======== Given text

[RFC] xfs: reduce sub-block DIO serialisation

Dave Chinner <david@xxxxxxxxxxxxx> · Tue, 12 Jan 2021 12:07:40 +1100

Hi folks,

This is the XFS implementation on the sub-block DIO optimisations
for written extents that I've mentioned on #xfs and a couple of
times now on the XFS mailing list.

It takes the approach of using the IOMAP_NOWAIT non-blocking
IO submission infrastructure to optimistically dispatch sub-block
DIO without exclusive locking. If the extent mapping callback
decides that it can't do the unaligned IO without extent
manipulation, sub-block zeroing, blocking or splitting the IO into
multiple parts, it aborts the IO with -EAGAIN. This allows the high
level filesystem code to then take exclusive locks and resubmit the
IO once it has guaranteed no other IO is in progress on the inode
(the current implementation).

This requires moving the IOMAP_NOWAIT setup decisions up into the
filesystem, adding yet another parameter to iomap_dio_rw(). So first
I convert iomap_dio_rw() to take an args structure so that we don't
have to modify the API every time we want to add another setup
parameter to the DIO submission code.

I then include Christophs IOCB_NOWAIT fxies and cleanups to the XFS
code, because they needed to be done regardless of the unaligned DIO
issues and they make the changes simpler. Then I split the unaligned
DIO path out from the aligned path, because all the extra complexity
to support better unaligned DIO submission concurrency is not
necessary for the block aligned path. Finally, I modify the
unaligned IO path to first submit the unaligned IO using
non-blocking semantics and provide a fallback to run the IO
exclusively if that fails.

================

Rewrite the part of the XFS patch description that begins at "It takes the" and ends after "(the current implementation).", swapping "inode" for "file". The records have no connection to the XFS patch description.

======== Record extracts

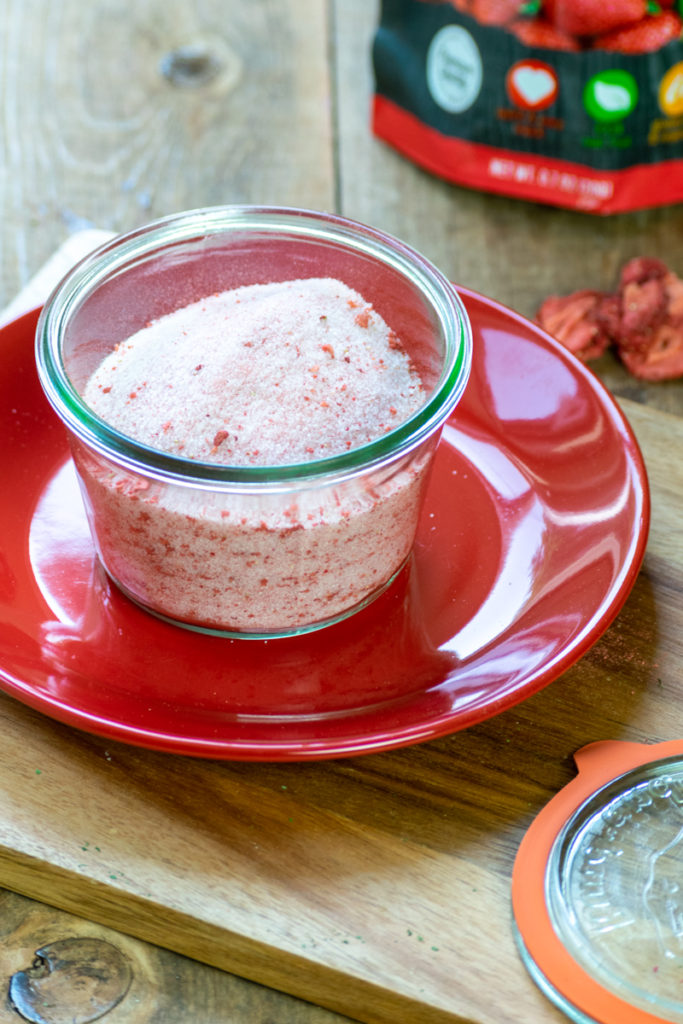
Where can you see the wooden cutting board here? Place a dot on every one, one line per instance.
(380, 886)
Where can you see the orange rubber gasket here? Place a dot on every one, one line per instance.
(598, 764)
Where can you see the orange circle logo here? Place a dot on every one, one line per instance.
(671, 91)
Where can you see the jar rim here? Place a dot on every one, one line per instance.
(124, 250)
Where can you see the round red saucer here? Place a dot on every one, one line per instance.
(531, 537)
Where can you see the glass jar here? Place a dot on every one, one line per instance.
(250, 550)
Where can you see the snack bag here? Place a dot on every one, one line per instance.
(577, 103)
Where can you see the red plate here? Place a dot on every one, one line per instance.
(532, 534)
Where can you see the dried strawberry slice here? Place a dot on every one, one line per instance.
(577, 323)
(663, 359)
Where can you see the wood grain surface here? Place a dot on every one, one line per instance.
(382, 882)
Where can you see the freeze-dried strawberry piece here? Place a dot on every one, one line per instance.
(643, 309)
(664, 358)
(643, 299)
(593, 17)
(645, 37)
(538, 32)
(649, 339)
(575, 322)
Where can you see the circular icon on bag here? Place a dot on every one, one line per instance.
(610, 95)
(531, 85)
(671, 91)
(455, 70)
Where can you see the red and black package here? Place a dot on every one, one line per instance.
(577, 103)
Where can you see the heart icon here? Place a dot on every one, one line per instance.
(531, 85)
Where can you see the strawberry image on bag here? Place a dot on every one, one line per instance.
(577, 103)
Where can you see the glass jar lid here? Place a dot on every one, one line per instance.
(597, 888)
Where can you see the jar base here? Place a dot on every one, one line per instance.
(261, 634)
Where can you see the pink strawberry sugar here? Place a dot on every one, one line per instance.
(265, 375)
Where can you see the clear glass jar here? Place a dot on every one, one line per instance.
(255, 551)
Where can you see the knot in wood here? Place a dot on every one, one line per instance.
(189, 67)
(71, 981)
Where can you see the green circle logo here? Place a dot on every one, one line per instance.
(610, 95)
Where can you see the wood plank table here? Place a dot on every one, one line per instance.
(380, 883)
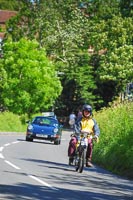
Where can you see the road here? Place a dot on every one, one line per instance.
(39, 170)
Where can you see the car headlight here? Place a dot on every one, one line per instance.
(55, 130)
(30, 127)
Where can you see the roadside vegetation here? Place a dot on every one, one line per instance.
(115, 148)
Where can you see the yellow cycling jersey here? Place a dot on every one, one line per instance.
(87, 125)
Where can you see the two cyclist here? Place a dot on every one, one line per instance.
(86, 123)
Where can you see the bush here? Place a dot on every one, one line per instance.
(115, 149)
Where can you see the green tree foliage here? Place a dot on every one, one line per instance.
(67, 30)
(10, 5)
(30, 84)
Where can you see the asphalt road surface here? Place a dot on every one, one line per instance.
(39, 170)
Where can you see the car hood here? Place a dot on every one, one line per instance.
(38, 129)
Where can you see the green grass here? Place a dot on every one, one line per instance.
(115, 148)
(10, 122)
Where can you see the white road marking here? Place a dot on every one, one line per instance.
(1, 156)
(15, 142)
(9, 163)
(1, 148)
(16, 167)
(6, 144)
(42, 182)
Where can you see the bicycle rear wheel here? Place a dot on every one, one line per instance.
(81, 161)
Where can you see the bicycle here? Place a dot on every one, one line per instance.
(80, 152)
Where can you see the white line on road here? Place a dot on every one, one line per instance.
(9, 163)
(6, 144)
(1, 148)
(1, 156)
(15, 142)
(42, 182)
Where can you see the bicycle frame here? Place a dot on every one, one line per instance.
(79, 159)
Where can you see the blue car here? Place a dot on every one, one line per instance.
(44, 128)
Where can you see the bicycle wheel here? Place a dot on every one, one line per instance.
(81, 160)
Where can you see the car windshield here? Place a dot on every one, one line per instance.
(45, 121)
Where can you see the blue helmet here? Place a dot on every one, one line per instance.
(87, 108)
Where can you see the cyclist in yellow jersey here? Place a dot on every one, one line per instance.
(86, 123)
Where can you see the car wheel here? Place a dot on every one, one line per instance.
(29, 139)
(57, 142)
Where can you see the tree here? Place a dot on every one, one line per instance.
(10, 5)
(67, 30)
(31, 83)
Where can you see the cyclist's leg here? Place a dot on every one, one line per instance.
(89, 153)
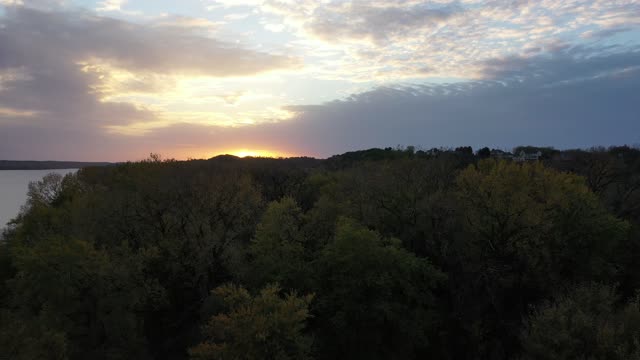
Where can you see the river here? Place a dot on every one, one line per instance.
(13, 190)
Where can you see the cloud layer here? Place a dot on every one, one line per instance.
(78, 85)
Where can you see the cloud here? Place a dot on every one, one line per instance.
(58, 68)
(70, 80)
(572, 100)
(447, 36)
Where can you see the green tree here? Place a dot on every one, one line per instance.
(278, 248)
(76, 301)
(584, 324)
(375, 299)
(266, 326)
(526, 230)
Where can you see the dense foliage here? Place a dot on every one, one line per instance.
(378, 254)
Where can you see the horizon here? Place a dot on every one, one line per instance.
(115, 80)
(416, 149)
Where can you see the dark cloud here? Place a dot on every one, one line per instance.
(41, 71)
(568, 97)
(571, 102)
(28, 34)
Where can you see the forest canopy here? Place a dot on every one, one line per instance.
(376, 254)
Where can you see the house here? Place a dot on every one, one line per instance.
(522, 156)
(499, 154)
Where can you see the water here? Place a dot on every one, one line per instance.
(13, 190)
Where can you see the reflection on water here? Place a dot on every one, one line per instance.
(13, 190)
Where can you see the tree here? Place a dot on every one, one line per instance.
(527, 230)
(278, 248)
(484, 153)
(375, 299)
(266, 326)
(583, 324)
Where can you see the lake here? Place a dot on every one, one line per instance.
(13, 190)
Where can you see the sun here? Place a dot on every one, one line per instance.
(253, 153)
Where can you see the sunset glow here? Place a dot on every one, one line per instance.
(115, 80)
(254, 153)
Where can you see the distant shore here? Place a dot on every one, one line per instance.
(46, 165)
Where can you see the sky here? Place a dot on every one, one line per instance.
(116, 80)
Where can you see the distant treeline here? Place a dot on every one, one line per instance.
(374, 254)
(46, 165)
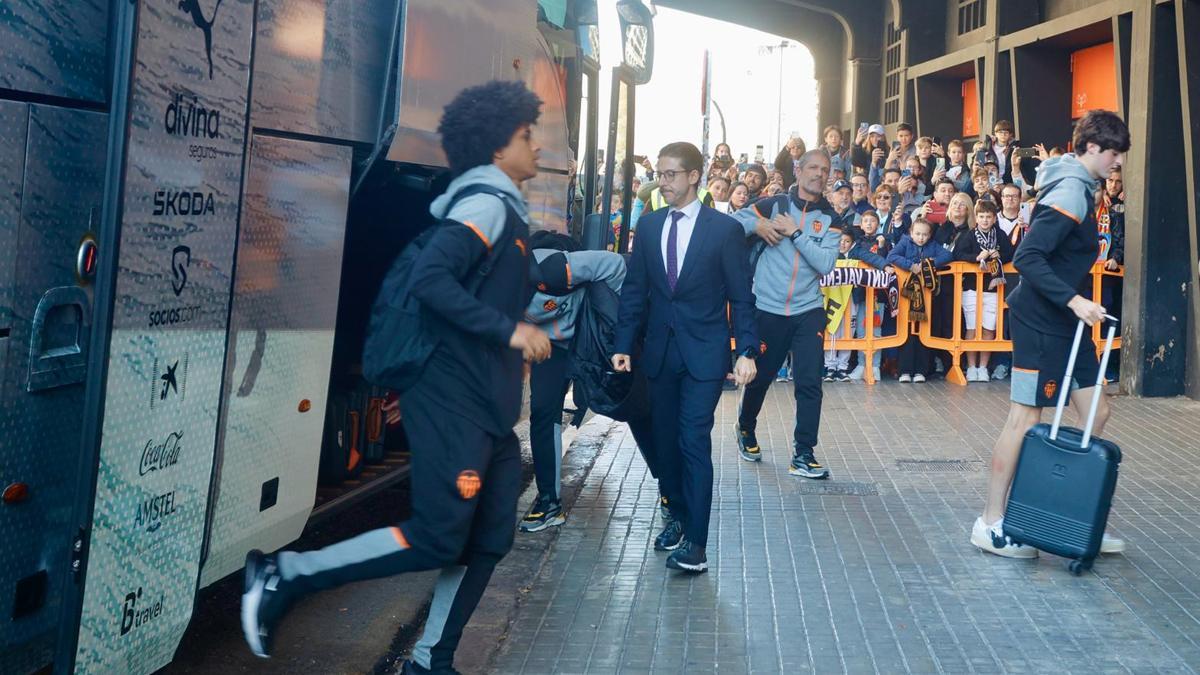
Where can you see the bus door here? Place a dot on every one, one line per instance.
(53, 137)
(174, 197)
(618, 178)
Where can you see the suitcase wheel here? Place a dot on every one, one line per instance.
(1078, 567)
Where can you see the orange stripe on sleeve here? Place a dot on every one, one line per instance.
(1068, 214)
(400, 538)
(479, 233)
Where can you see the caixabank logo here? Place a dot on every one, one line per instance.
(193, 10)
(168, 381)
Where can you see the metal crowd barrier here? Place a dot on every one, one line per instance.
(955, 344)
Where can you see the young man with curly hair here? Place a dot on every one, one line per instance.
(460, 414)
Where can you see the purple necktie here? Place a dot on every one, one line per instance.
(672, 252)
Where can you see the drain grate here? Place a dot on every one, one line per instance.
(839, 488)
(937, 465)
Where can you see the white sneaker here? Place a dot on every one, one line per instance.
(1111, 544)
(991, 538)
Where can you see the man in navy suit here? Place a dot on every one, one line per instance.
(690, 262)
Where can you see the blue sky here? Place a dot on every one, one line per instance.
(669, 107)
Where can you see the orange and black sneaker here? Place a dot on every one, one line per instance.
(748, 444)
(546, 512)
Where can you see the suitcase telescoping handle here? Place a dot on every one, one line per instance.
(1065, 390)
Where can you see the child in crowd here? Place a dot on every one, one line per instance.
(871, 248)
(987, 245)
(910, 254)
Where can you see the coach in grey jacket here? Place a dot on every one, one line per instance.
(799, 245)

================

Solution to the problem —
It takes the approach of using the IOMAP_NOWAIT non-blocking
IO submission infrastructure to optimistically dispatch sub-block
DIO without exclusive locking. If the extent mapping callback
decides that it can't do the unaligned IO without extent
manipulation, sub-block zeroing, blocking or splitting the IO into
multiple parts, it aborts the IO with -EAGAIN. This allows the high
level filesystem code to then take exclusive locks and resubmit the
IO once it has guaranteed no other IO is in progress on the file
(the current implementation).